_Recorded data_
>> Start
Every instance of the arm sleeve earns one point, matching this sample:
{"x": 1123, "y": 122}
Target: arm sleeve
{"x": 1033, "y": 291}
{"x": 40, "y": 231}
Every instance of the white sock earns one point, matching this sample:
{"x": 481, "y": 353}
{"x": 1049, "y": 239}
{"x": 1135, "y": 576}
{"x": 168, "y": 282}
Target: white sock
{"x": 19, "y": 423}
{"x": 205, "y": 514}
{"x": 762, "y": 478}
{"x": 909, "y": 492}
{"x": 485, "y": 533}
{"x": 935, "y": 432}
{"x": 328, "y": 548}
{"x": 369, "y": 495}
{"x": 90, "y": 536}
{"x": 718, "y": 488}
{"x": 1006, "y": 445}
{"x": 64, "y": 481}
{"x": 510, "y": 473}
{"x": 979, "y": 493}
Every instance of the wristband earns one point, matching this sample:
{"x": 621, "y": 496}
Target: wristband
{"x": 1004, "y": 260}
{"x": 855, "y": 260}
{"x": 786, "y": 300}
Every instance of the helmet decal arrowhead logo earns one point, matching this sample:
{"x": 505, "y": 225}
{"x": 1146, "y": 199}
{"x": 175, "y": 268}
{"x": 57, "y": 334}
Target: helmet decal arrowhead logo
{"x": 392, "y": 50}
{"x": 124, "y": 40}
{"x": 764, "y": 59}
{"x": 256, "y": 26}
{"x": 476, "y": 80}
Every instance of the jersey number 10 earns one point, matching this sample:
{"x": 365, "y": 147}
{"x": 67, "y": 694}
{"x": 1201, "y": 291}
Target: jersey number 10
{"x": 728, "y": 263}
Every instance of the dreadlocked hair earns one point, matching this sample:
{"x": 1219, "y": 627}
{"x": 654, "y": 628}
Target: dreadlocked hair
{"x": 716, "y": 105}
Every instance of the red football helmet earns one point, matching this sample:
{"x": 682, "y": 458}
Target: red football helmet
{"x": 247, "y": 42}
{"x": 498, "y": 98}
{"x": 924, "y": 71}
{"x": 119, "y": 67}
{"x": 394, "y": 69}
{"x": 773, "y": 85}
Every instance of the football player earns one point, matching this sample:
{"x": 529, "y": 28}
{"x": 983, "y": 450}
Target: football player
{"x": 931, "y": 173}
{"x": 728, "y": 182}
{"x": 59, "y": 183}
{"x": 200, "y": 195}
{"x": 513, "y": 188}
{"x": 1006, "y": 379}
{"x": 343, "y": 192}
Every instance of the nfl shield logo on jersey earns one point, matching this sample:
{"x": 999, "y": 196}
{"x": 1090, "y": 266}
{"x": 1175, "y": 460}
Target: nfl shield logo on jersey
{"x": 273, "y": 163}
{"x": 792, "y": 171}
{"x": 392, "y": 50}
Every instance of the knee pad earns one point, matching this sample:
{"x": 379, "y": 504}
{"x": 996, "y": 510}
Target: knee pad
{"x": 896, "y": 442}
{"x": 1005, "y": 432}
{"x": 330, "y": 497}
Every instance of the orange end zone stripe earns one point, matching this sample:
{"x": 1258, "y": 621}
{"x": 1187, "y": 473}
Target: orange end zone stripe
>> End
_Problem_
Copy the stretch of the data above from the line containing "Every instance of the nfl" through the final line, word for word.

_Answer below_
Every instance of the nfl shield logo on jersey earns one point, matching this sample:
{"x": 999, "y": 196}
{"x": 1090, "y": 266}
{"x": 1175, "y": 460}
Target: nfl shield logo on jersey
{"x": 273, "y": 163}
{"x": 792, "y": 171}
{"x": 392, "y": 50}
Every instance of the knee pad earns one point, matching this sample:
{"x": 379, "y": 504}
{"x": 996, "y": 510}
Target: knee pad
{"x": 896, "y": 442}
{"x": 1005, "y": 432}
{"x": 330, "y": 497}
Every instance of the orange end zone stripe earns one point, matching this sample:
{"x": 1258, "y": 621}
{"x": 1187, "y": 473}
Target: orange end zone stripe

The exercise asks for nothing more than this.